** start of Data for this task **
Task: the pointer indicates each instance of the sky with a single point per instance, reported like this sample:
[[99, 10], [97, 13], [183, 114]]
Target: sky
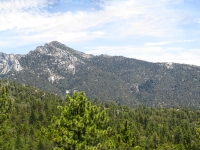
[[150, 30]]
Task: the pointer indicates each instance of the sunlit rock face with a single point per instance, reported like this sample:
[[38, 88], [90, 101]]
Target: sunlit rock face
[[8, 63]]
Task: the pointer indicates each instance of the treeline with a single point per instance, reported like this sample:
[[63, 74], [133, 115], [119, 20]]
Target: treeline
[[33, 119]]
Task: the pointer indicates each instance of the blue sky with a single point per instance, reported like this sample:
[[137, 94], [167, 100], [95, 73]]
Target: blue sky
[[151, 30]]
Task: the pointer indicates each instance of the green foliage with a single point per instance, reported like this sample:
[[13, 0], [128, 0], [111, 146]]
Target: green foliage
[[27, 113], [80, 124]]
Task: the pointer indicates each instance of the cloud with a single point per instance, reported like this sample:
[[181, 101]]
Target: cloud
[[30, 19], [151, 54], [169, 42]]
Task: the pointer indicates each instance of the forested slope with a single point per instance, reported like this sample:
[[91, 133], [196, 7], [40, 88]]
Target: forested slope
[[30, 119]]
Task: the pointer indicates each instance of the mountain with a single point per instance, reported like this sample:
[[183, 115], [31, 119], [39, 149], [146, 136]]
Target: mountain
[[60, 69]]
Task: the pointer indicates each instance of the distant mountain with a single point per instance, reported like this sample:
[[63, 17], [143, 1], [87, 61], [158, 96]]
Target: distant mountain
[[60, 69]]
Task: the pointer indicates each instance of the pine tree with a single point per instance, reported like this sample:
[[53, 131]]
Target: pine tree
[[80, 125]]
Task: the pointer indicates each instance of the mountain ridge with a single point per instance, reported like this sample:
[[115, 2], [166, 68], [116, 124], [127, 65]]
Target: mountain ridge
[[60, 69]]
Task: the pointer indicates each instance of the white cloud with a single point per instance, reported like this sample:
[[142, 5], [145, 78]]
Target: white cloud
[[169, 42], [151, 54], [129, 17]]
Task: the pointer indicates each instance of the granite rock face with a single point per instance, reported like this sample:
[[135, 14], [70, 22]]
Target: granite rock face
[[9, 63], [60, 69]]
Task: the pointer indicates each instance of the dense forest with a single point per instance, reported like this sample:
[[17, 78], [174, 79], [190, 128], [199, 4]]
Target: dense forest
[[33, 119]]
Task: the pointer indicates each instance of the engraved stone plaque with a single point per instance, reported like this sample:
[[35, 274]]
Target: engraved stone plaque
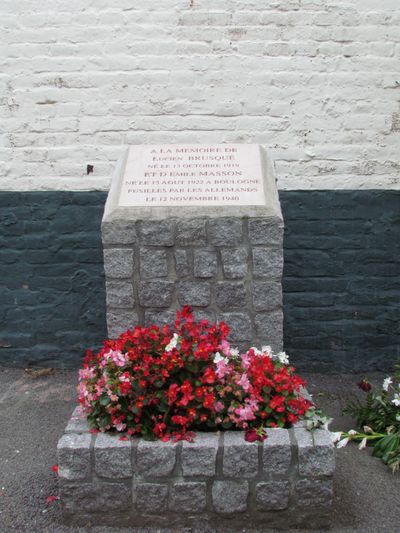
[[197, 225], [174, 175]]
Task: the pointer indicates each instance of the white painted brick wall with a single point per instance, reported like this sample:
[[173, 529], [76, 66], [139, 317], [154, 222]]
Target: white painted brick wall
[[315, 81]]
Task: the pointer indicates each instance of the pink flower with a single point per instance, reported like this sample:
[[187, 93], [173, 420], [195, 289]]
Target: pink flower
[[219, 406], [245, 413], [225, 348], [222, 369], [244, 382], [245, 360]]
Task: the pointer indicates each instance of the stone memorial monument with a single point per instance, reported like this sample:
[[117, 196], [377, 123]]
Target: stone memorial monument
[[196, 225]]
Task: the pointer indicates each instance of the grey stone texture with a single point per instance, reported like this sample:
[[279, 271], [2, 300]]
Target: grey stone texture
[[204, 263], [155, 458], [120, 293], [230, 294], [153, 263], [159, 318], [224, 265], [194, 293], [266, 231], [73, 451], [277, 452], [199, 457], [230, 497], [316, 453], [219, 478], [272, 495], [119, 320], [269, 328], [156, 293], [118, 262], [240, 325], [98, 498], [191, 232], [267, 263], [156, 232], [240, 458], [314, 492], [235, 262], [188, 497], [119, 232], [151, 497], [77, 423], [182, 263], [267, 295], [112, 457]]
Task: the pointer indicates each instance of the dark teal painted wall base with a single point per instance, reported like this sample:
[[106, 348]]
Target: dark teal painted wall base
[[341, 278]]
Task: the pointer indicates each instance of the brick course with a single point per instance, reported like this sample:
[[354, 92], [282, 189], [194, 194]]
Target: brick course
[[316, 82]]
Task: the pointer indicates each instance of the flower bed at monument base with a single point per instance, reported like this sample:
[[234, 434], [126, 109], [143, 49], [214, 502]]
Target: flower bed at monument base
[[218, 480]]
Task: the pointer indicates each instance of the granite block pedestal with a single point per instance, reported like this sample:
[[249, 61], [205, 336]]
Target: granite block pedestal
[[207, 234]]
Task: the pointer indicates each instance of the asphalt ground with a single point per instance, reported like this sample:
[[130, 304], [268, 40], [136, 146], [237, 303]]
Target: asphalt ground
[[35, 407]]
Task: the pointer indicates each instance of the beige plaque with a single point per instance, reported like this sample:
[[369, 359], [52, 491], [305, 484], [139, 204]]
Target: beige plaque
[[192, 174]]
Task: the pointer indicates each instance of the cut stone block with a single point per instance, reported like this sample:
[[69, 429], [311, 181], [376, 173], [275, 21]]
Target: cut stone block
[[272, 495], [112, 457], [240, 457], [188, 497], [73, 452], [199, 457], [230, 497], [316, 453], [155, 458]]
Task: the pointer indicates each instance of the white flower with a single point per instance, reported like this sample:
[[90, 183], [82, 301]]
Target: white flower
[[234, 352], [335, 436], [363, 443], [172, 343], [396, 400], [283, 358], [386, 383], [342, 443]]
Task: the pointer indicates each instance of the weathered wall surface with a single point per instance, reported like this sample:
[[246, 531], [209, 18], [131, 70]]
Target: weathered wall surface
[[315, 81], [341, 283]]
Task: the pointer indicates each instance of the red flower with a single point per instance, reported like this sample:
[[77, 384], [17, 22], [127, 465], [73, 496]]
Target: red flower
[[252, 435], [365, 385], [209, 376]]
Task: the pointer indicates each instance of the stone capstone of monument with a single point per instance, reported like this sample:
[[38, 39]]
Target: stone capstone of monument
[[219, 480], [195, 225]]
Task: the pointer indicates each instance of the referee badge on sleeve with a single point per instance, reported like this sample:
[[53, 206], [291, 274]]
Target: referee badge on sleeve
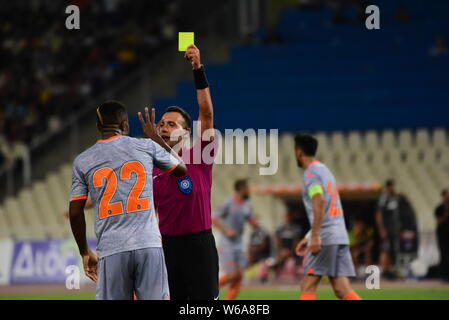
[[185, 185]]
** end of Data for this task **
** start of Data for this task **
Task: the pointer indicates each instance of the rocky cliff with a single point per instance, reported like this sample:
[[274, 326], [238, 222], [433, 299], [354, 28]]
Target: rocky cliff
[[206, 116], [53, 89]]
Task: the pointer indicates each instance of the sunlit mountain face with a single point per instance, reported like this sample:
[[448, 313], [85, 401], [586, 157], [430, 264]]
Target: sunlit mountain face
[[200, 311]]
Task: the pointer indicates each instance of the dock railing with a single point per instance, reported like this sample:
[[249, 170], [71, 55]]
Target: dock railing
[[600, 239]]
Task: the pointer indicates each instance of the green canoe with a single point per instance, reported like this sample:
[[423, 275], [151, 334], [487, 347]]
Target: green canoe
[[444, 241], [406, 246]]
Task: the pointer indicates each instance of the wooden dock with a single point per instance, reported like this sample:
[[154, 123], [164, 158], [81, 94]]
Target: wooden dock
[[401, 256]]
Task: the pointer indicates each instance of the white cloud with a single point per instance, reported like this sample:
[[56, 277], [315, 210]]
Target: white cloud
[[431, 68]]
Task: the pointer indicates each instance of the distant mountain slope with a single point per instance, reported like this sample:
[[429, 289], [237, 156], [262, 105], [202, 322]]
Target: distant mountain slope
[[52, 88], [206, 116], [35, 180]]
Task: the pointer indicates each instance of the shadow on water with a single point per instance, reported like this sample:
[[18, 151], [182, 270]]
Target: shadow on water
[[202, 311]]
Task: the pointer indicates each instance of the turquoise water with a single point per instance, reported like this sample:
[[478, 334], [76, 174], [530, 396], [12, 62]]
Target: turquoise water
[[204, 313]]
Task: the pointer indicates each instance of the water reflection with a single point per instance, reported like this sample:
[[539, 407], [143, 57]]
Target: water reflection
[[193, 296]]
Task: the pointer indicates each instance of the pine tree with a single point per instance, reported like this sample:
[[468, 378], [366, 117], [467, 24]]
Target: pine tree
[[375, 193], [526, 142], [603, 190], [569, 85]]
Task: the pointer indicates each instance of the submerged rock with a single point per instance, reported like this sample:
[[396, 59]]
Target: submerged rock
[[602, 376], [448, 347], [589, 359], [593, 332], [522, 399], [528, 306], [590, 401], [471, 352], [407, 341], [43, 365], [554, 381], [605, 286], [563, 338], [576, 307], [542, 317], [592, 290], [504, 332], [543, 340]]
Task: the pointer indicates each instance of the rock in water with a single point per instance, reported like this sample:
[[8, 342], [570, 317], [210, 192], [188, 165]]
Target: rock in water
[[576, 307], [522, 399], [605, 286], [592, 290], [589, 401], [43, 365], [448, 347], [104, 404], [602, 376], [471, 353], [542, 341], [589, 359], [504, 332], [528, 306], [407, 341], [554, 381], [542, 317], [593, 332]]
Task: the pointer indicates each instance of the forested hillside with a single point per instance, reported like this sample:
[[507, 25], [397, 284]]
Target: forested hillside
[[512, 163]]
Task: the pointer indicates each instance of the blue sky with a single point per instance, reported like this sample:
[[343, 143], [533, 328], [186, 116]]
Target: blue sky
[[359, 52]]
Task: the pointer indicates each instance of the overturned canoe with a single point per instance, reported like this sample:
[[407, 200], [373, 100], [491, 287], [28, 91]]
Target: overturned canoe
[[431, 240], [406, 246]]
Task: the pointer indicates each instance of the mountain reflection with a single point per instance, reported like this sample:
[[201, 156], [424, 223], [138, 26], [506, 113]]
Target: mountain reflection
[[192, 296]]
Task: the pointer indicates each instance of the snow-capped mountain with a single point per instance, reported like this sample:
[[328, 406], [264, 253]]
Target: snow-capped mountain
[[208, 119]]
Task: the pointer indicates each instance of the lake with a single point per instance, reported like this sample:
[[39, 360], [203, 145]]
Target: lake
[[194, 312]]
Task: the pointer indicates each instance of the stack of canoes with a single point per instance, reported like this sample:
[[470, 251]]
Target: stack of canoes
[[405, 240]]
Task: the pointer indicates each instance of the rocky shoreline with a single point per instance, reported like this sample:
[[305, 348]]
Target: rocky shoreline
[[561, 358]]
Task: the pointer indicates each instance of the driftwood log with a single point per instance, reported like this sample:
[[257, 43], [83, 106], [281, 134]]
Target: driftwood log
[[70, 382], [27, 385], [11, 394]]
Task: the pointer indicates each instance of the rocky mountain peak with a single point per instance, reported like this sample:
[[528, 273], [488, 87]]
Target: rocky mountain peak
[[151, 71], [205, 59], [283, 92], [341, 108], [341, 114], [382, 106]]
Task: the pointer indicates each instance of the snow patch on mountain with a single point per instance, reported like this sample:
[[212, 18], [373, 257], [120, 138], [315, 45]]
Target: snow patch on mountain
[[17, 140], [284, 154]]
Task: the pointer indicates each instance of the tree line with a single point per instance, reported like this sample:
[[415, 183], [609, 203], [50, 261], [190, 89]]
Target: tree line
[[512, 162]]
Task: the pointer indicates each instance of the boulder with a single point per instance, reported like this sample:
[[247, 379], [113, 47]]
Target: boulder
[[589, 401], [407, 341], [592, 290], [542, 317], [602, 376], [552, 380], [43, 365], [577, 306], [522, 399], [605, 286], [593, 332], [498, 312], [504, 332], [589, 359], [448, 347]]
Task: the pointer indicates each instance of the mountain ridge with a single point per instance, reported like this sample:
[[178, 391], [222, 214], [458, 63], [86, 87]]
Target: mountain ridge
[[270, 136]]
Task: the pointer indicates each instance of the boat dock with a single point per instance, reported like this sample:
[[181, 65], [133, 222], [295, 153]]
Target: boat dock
** end of Data for this task **
** start of Data for this task **
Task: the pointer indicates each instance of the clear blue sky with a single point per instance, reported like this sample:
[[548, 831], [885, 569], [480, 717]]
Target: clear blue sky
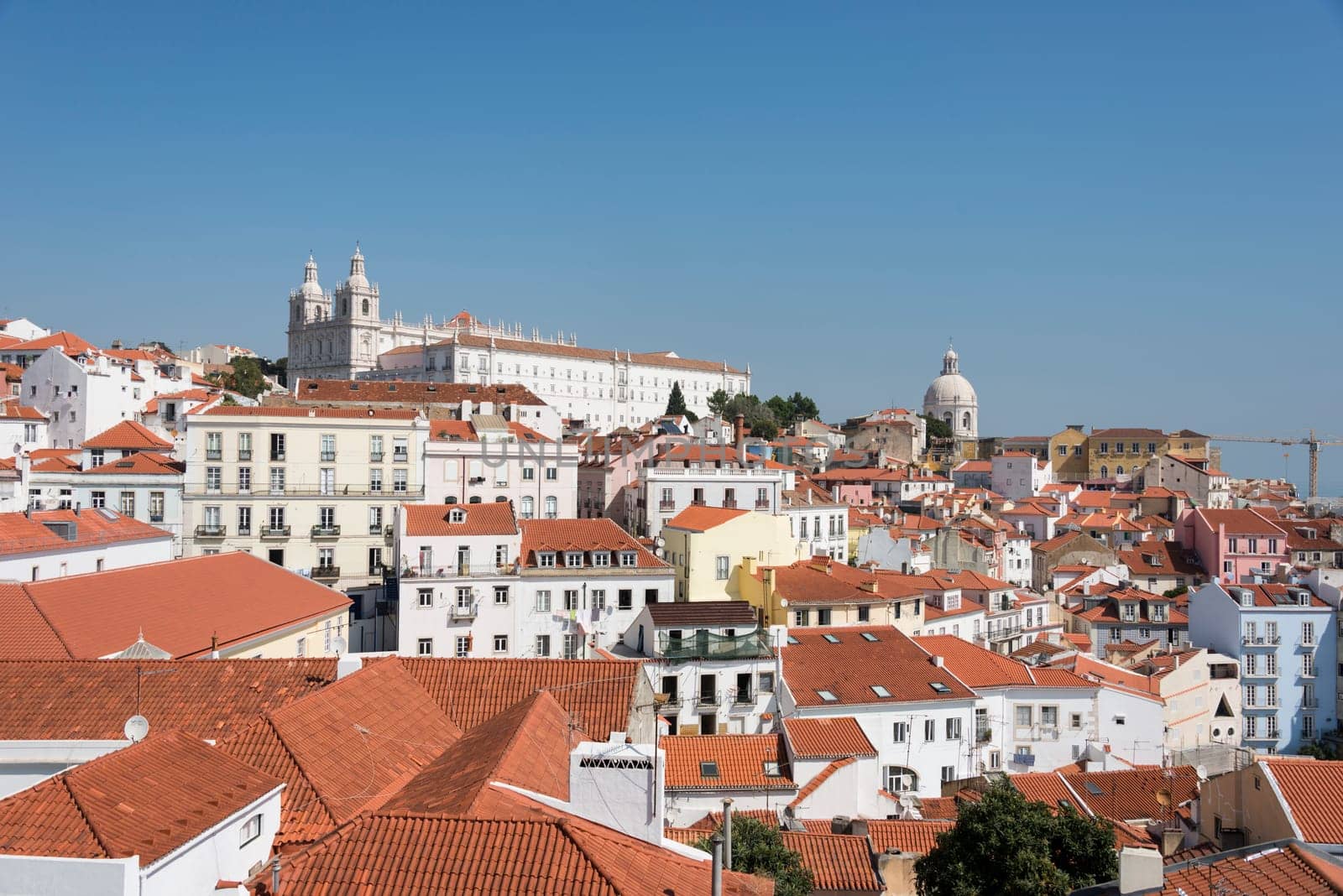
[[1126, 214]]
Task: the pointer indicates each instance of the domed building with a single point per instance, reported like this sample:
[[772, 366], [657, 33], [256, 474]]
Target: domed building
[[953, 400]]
** end of Data for this task **
> _What is expected_: Retype the lines between the one holding "Task: the pointer indicates each instance of the green foliage" and the one holding "[[9, 63], [60, 69]]", inclusive, with no changes.

> _Task response_:
Task: the pointer indicates each instance of the green foliage with a single point per instance, reported like this sample:
[[13, 0], [128, 0], [111, 146]]
Target: green foliage
[[27, 113], [80, 124]]
Task: the pointer indicates each instance of the cloud with a single point per instance, reported like this sample:
[[181, 101]]
Target: cloud
[[30, 19], [151, 54], [169, 42]]
Task: the pointer indicates each instance of the forested slope with a single point per instance, reported like this sample:
[[91, 133], [196, 7], [40, 88]]
Target: forested slope
[[30, 119]]
Task: the pointer indicates each instance of the mountain with a single point per instance, reported like this sample:
[[183, 115], [31, 119], [39, 149], [146, 136]]
Target: mountain
[[60, 69]]
Task: the pointer indicates each instance of the distant mountain with a single point per instance, reported like this sample:
[[63, 17], [143, 1], [87, 61], [158, 96]]
Target: distant mountain
[[60, 69]]
Task: the pointer indicates each instance of the pine tree with a single point per instance, reported like this sample:
[[53, 131]]
Target: pine tree
[[80, 125]]
Task: the pointer indicates each instance of the mountain ridge with a single point per instance, reported like this sample:
[[115, 2], [166, 68], [116, 124], [127, 65]]
Target: mountain ridge
[[60, 69]]
Task: the pointer indicates each instance of the white cloud with a single point per instance, reported like this sample:
[[142, 5], [145, 78]]
Target: white cloud
[[169, 42], [151, 54], [129, 17]]
Task: the pointer indicates each instance of the granite rock face with a single point per instance, reported like this sample:
[[135, 14], [70, 22]]
Target: granite rock face
[[9, 63], [60, 69]]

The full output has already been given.